(Collected data entries)
[BEGIN]

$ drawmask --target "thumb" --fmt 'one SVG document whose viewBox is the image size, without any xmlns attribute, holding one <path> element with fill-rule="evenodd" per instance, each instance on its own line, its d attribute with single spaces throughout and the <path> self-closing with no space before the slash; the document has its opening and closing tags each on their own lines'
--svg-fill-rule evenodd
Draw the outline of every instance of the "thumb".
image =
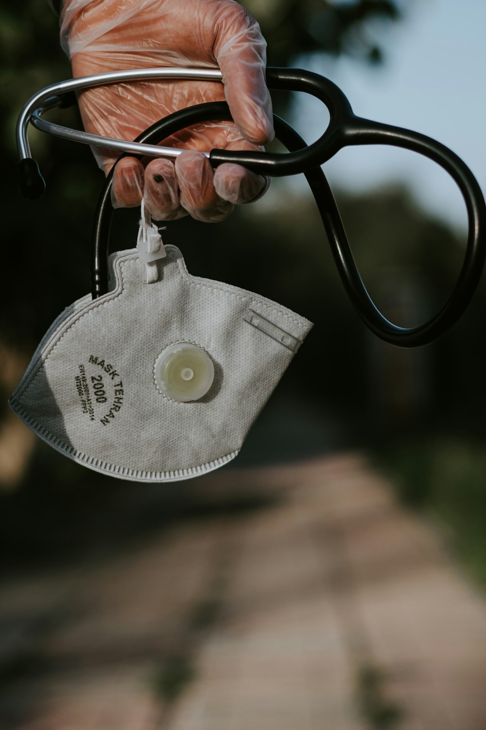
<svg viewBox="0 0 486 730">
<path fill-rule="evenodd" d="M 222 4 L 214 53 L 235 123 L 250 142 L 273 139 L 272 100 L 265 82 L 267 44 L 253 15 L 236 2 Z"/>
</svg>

[END]
[BEGIN]

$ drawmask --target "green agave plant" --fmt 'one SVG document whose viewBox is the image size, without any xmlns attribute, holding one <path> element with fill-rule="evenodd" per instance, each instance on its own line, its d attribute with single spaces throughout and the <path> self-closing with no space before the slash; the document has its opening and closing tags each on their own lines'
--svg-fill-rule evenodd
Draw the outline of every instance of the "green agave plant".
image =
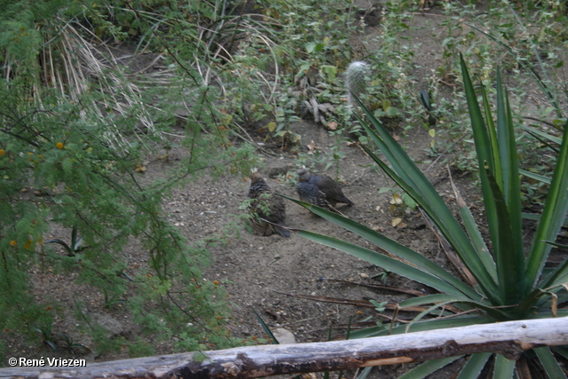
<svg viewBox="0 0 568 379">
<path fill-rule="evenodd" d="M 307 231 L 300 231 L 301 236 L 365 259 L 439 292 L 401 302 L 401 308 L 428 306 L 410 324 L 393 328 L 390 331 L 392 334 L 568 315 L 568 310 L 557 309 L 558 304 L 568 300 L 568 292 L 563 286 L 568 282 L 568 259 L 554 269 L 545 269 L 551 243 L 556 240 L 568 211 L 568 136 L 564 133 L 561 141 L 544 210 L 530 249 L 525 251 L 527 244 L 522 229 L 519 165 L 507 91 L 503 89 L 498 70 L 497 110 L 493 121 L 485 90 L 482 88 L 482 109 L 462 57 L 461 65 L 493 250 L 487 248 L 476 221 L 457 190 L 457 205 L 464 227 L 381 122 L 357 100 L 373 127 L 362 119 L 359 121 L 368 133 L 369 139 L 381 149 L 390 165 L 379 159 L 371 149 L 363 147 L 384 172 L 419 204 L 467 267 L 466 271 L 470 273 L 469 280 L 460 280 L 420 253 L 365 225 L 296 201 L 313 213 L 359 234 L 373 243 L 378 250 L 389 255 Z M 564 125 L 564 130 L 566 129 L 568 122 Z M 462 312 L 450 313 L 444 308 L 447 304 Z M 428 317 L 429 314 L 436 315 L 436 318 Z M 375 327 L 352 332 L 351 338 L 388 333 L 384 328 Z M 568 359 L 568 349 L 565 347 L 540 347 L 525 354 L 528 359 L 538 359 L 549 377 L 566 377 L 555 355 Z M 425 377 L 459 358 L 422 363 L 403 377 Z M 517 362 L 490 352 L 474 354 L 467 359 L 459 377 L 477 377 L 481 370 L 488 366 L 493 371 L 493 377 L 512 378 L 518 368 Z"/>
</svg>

[END]

- [Problem to work on]
Select each line in the items above that contains the string "outline".

- [Exercise response]
Draw the outline of every instance of the "thumb".
Draw the outline of every instance of the "green agave plant".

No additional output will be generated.